● **Record extracts**
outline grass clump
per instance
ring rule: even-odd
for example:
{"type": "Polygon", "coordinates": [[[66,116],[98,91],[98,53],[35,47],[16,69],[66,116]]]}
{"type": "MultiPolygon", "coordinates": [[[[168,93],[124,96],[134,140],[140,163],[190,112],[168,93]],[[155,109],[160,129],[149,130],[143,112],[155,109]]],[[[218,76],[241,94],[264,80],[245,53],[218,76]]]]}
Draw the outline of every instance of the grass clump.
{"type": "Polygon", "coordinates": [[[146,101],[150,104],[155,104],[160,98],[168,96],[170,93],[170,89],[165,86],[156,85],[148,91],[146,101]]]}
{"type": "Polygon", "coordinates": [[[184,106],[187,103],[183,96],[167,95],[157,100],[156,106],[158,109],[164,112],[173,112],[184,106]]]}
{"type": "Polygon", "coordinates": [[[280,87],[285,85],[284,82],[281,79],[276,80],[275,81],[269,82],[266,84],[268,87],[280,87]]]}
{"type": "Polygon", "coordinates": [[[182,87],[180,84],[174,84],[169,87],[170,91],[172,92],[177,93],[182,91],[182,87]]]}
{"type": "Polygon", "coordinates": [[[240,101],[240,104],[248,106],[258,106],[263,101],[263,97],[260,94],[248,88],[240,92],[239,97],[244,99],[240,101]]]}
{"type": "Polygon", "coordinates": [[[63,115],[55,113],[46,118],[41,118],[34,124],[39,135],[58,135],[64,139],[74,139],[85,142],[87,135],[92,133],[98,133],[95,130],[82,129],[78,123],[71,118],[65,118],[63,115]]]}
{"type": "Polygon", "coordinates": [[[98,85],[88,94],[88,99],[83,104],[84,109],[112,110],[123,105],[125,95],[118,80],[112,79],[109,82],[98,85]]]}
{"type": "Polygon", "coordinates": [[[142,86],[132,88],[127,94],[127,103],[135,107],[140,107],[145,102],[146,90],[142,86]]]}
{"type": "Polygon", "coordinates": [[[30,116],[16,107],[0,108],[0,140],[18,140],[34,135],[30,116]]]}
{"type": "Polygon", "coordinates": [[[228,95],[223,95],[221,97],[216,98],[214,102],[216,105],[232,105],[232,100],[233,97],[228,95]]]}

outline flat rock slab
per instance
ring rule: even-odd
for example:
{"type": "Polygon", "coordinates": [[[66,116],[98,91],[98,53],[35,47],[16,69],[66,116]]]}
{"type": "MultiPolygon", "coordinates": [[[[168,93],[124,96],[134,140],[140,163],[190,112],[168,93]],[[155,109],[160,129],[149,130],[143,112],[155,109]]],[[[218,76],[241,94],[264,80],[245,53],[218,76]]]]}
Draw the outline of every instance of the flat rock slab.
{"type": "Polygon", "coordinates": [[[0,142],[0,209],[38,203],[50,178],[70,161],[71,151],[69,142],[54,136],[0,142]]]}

● **Task directions**
Type out the whole listing above again, exactly as it stands.

● **Solution to the exercise**
outline grass clump
per instance
ring rule: even-odd
for example:
{"type": "Polygon", "coordinates": [[[66,116],[98,91],[98,53],[35,47],[16,69],[66,116]]]}
{"type": "MultiPolygon", "coordinates": [[[[168,93],[124,96],[134,140],[140,163],[190,112],[168,93]],[[155,109],[160,129],[149,130],[143,112],[155,109]]],[[[218,76],[241,94],[264,80],[245,53],[218,76]]]]}
Draw the outline of every instance of the grass clump.
{"type": "Polygon", "coordinates": [[[146,101],[150,104],[155,104],[160,98],[168,96],[170,93],[170,89],[165,86],[156,85],[148,91],[146,101]]]}
{"type": "Polygon", "coordinates": [[[184,106],[187,103],[183,96],[167,95],[157,100],[156,106],[158,109],[164,112],[173,112],[184,106]]]}
{"type": "Polygon", "coordinates": [[[280,87],[285,85],[284,82],[281,79],[276,80],[275,81],[269,82],[266,84],[268,87],[280,87]]]}
{"type": "Polygon", "coordinates": [[[182,87],[180,84],[174,84],[169,87],[170,91],[172,92],[177,93],[182,91],[182,87]]]}
{"type": "Polygon", "coordinates": [[[240,101],[240,104],[248,106],[258,106],[263,101],[263,97],[260,94],[248,88],[240,92],[239,97],[244,99],[240,101]]]}
{"type": "Polygon", "coordinates": [[[63,115],[55,113],[46,118],[41,118],[34,124],[39,135],[58,135],[64,139],[74,139],[85,142],[87,135],[92,133],[98,133],[95,130],[82,129],[78,123],[71,118],[65,118],[63,115]]]}
{"type": "Polygon", "coordinates": [[[98,85],[88,94],[88,99],[83,104],[84,109],[112,110],[123,105],[125,95],[118,80],[112,79],[109,82],[98,85]]]}
{"type": "Polygon", "coordinates": [[[142,86],[132,88],[127,94],[127,103],[135,107],[140,107],[145,102],[146,90],[142,86]]]}
{"type": "Polygon", "coordinates": [[[30,116],[16,107],[0,108],[0,140],[18,140],[34,135],[30,116]]]}
{"type": "Polygon", "coordinates": [[[228,95],[223,95],[221,97],[216,98],[214,102],[216,105],[232,105],[232,100],[233,97],[228,95]]]}

outline flat rock slab
per instance
ring rule: even-odd
for example:
{"type": "Polygon", "coordinates": [[[66,116],[98,91],[98,53],[35,47],[16,69],[66,116]]]}
{"type": "MultiPolygon", "coordinates": [[[[168,93],[124,96],[134,140],[140,163],[190,112],[168,93]],[[155,109],[160,129],[149,130],[143,112],[155,109]]],[[[218,76],[241,94],[264,80],[245,53],[218,76]]]]}
Draw the outline of every instance of the flat rock slab.
{"type": "Polygon", "coordinates": [[[0,142],[0,209],[38,203],[50,178],[70,161],[71,151],[69,142],[54,136],[0,142]]]}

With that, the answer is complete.